- [WRITTEN INSTRUCTION] Reproduce every line of the material below verbatim and in its original order.

######

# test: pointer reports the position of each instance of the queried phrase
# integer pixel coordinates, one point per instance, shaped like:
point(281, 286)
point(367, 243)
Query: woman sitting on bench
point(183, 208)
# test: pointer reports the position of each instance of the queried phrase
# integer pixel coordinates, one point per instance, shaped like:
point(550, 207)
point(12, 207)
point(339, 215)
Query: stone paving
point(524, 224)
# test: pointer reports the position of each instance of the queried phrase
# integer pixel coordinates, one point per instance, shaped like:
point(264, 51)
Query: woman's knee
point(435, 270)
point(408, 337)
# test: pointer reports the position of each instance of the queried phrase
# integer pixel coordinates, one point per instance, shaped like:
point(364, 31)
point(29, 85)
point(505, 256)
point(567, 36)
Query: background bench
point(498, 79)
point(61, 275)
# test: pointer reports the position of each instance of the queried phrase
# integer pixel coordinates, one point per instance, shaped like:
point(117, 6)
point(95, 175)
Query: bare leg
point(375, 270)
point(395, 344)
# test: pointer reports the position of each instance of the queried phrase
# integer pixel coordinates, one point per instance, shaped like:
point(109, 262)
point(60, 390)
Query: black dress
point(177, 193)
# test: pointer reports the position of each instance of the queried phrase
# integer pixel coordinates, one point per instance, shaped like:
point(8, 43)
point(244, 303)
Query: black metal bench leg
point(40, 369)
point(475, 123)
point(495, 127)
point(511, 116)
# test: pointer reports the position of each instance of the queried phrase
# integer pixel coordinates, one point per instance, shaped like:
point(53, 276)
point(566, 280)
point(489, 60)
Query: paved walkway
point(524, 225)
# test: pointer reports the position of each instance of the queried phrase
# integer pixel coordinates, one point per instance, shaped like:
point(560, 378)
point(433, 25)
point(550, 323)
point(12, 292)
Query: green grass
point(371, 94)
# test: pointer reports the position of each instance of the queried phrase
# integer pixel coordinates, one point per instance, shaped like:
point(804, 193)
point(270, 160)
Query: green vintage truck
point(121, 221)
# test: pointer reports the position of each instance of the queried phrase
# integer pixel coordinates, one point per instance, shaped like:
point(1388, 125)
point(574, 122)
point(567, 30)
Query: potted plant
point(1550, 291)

######

- [COMPLETED TASK]
# test: pointer reports the position of each instance of the queried phrase
# integer pixel coordinates, one point per instance, shaped like:
point(281, 286)
point(367, 243)
Query: woman sitting on bench
point(183, 208)
# test: pointer reports the position of each instance of the queried phrase
# integer pixel coordinates, one point per instance, shaped like:
point(550, 207)
point(12, 207)
point(339, 215)
Query: stone paving
point(524, 224)
# test: pointer reports the position of each instance of the queried phrase
# integer pixel coordinates, one point per instance, shaped like:
point(264, 51)
Query: woman's knee
point(435, 270)
point(408, 337)
# test: pointer reports the position of each instance of the queried phrase
# integer pixel coordinates, one point per instance, shaped like:
point(364, 31)
point(29, 85)
point(505, 256)
point(567, 36)
Query: background bench
point(498, 79)
point(61, 275)
# test: pointer reports the position of each instance of the queried phrase
# integer pixel coordinates, one point per instance, shaped like:
point(117, 6)
point(95, 175)
Query: bare leg
point(375, 270)
point(395, 344)
# test: pointer reports the position of each instance of the queried phrase
# integer pixel coordinates, one point per instance, shaped like:
point(109, 262)
point(60, 390)
Query: black dress
point(177, 193)
# test: pointer reports the position of each instance of the queried phrase
# integer pixel coordinates, one point per instance, shaped like:
point(8, 43)
point(244, 303)
Query: black metal bench leg
point(40, 369)
point(475, 123)
point(495, 127)
point(511, 116)
# test: pointer reports the position of each instance of the queried phrase
# integer pixel coordinates, one point per instance, shaped like:
point(53, 276)
point(566, 280)
point(489, 60)
Query: paved walkway
point(524, 225)
# test: pointer reports the position of each instance of the queried phrase
# integer pixel coordinates, one point per instance, shaped like:
point(560, 378)
point(433, 25)
point(550, 323)
point(12, 292)
Query: green grass
point(371, 94)
# test: pointer reports the position of each instance of the queried phrase
# integer pixel coordinates, one point per instance, shaped like:
point(804, 193)
point(270, 160)
Query: green vintage truck
point(121, 221)
# test: pointer reports the position of each instance of the queried phrase
# integer pixel coordinates, one point per instance, shaped like:
point(1388, 125)
point(574, 122)
point(567, 30)
Query: potted plant
point(1550, 291)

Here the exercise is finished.